§ Task
In every one of the following rows, switch "this picture" to "the image" and change nothing else. Rewrite all the rows, but leave out the pictures.

§ Supplied information
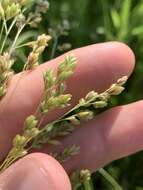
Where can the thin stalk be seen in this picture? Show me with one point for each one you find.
(2, 29)
(7, 34)
(54, 47)
(106, 19)
(88, 185)
(16, 38)
(110, 179)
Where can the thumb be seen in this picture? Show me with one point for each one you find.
(34, 172)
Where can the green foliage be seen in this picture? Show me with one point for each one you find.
(72, 25)
(98, 21)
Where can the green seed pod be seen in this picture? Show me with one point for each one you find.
(64, 75)
(122, 81)
(91, 95)
(31, 122)
(19, 141)
(115, 89)
(74, 120)
(85, 115)
(63, 100)
(100, 104)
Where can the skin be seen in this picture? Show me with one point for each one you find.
(113, 134)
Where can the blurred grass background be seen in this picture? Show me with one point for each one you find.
(74, 24)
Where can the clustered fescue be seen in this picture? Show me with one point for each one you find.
(55, 95)
(37, 49)
(80, 178)
(5, 72)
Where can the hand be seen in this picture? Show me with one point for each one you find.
(113, 134)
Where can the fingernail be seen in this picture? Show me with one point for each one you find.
(27, 177)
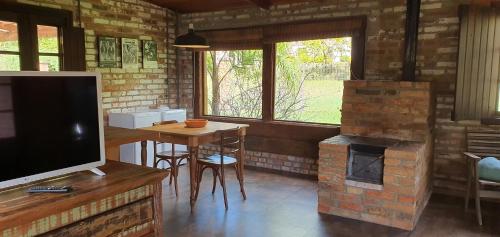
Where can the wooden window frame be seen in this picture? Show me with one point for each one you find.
(267, 124)
(27, 18)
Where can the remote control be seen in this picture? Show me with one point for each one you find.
(50, 189)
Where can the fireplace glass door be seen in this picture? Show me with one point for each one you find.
(366, 163)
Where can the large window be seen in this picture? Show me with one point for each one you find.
(234, 83)
(31, 38)
(49, 57)
(291, 74)
(309, 79)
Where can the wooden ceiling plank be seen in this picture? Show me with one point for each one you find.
(264, 4)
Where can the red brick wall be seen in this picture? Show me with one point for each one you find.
(123, 89)
(387, 109)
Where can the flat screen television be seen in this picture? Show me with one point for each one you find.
(50, 125)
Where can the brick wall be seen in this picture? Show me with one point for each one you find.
(123, 89)
(387, 109)
(436, 59)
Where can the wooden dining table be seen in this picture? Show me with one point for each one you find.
(178, 133)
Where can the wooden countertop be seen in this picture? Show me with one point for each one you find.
(18, 206)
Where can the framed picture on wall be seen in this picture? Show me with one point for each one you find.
(130, 53)
(107, 51)
(149, 54)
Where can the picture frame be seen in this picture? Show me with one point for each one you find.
(149, 54)
(107, 51)
(130, 53)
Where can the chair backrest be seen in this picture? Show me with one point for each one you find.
(229, 142)
(483, 141)
(155, 143)
(164, 122)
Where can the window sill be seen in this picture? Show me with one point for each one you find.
(273, 122)
(490, 121)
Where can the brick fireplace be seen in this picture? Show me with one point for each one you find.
(379, 168)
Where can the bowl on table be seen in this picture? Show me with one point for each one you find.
(196, 123)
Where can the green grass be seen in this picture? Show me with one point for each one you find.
(324, 101)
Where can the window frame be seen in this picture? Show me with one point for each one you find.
(267, 124)
(27, 18)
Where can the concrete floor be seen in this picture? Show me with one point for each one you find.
(285, 206)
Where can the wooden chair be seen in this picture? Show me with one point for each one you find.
(481, 142)
(172, 157)
(229, 144)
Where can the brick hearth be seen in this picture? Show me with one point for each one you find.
(396, 115)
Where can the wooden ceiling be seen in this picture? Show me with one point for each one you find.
(190, 6)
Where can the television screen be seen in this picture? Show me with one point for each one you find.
(47, 123)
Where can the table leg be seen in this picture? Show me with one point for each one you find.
(193, 154)
(144, 153)
(158, 209)
(242, 156)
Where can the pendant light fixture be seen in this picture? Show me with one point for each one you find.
(191, 40)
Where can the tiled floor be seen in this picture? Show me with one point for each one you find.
(284, 206)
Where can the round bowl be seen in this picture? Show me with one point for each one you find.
(196, 123)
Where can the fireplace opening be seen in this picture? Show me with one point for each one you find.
(366, 163)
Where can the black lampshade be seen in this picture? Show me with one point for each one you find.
(191, 40)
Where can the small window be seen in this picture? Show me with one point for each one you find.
(309, 79)
(48, 48)
(233, 83)
(9, 47)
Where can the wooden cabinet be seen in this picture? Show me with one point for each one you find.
(125, 202)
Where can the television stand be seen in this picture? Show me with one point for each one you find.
(97, 171)
(125, 202)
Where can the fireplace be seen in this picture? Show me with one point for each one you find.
(379, 168)
(366, 163)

§ Exercise answer
Where can the thin stalk be seen in the image? Show me with one point for each one you find.
(2, 29)
(7, 34)
(54, 47)
(106, 19)
(88, 185)
(16, 38)
(110, 179)
Where can the thumb be seen in the image? Show me with one point for each one you find.
(34, 172)
Where can the green foliage be seen in the image? Show me with one point for each one you find.
(72, 25)
(98, 21)
Where can the green seed pod be seen in the image? Show me with one point for each one you find.
(64, 75)
(122, 81)
(91, 95)
(31, 122)
(19, 141)
(115, 89)
(74, 120)
(85, 115)
(63, 100)
(100, 104)
Where can the skin be seen in the image? Show me with one point for each one you find.
(113, 134)
Where can the blurred grass background be seen in the image? Show me with one point for each one you find.
(74, 24)
Where can the clustered fescue be seen in the image? Show me with one point for each one you find.
(55, 95)
(37, 49)
(80, 178)
(5, 72)
Where can the hand be seen in the image? Show me with one point for each one you find.
(113, 134)
Where can the fingernail be seen in the image? Show me with one point for each one you find.
(27, 177)
Where can the wooden window frame be seen in the image? Show me with one point for each one you find.
(267, 124)
(27, 18)
Where can the remote control be seen in the image? Show me with one point for each one you find.
(50, 189)
Where can the fireplace glass door be seen in the image? Show me with one point for each one you find.
(366, 163)
Where can the large window be seen in the image? Show me with one point for each one you find.
(234, 83)
(31, 38)
(49, 57)
(291, 74)
(309, 79)
Where can the wooden ceiling plank be seen in the image? Show me with one point for each one you find.
(264, 4)
Where can the red brick wall be seen in the image? Show me with one point for each one you find.
(123, 89)
(387, 109)
Where can the flat screen television be seen in the image? Show me with one point for each one you find.
(50, 125)
Where can the brick wall be seen in the image? Show me with one point for each one you find.
(123, 89)
(387, 109)
(436, 59)
Where can the wooden dining table be seen in the image? Show me with one point for each one you find.
(178, 133)
Where can the wooden countertop be seen in the image? Show me with one point for each one you find.
(18, 206)
Where can the framed picture on wall be seen in the image? Show me with one point for each one you find.
(130, 53)
(107, 51)
(149, 54)
Where can the picture frame be seen in the image? Show me with one point for each one you find.
(149, 54)
(107, 51)
(130, 53)
Where can the chair backrest be seen in the image? Show me with one point for each one you find.
(229, 142)
(483, 141)
(155, 143)
(164, 122)
Where can the window sill be seen in the image? Show me with one point for each one you find.
(273, 122)
(490, 121)
Where can the brick fireplace be seen in the image? Show me with one point for each one you find.
(379, 168)
Where can the bowl on table be seen in the image? Show me with one point for each one you find.
(196, 123)
Where can the green grass be seen in the image? Show me with one point for each one you find.
(324, 101)
Where can the window frame be seen in the image? Show me with one point for each one you find.
(267, 124)
(27, 18)
Where can the concrete floor be seen in the image? Show me with one point for each one you find.
(285, 206)
Where can the wooden chair be seen in the image? Show me with one point for each one you find.
(481, 142)
(172, 157)
(229, 144)
Where can the brick hearth be seen in the image? Show me with one point for each one you find.
(396, 115)
Where can the wooden ceiling be seen in the image? Show me with one point for each one you find.
(190, 6)
Where can the television screen be seen in the image? Show me with one point for each one you find.
(47, 123)
Where can the table leg be seen in the image? Show me with one point for each one you find.
(193, 154)
(144, 153)
(158, 209)
(242, 156)
Where can the pendant light fixture be seen in the image? Show me with one point for each one you find.
(191, 40)
Where can the tiled floor be seen in the image? Show me with one point for each one you find.
(284, 206)
Where can the round bowl be seen in the image? Show me with one point for each one you find.
(196, 123)
Where can the fireplace opening be seen in the image? Show me with one point for each one you find.
(366, 163)
Where can the black lampshade be seen in the image? Show me with one point for each one you find.
(191, 40)
Where can the small window be seen in the image? Show me with one point for each one you find.
(309, 79)
(48, 48)
(233, 83)
(9, 47)
Where can the wooden cabinet be seen in the image? Show me with one point for each one you find.
(125, 202)
Where can the television stand be seen in the image? Show me with one point for each one you find.
(97, 171)
(125, 202)
Where can the fireplace be seen in the image? Show me with one point for each one you find.
(379, 168)
(366, 163)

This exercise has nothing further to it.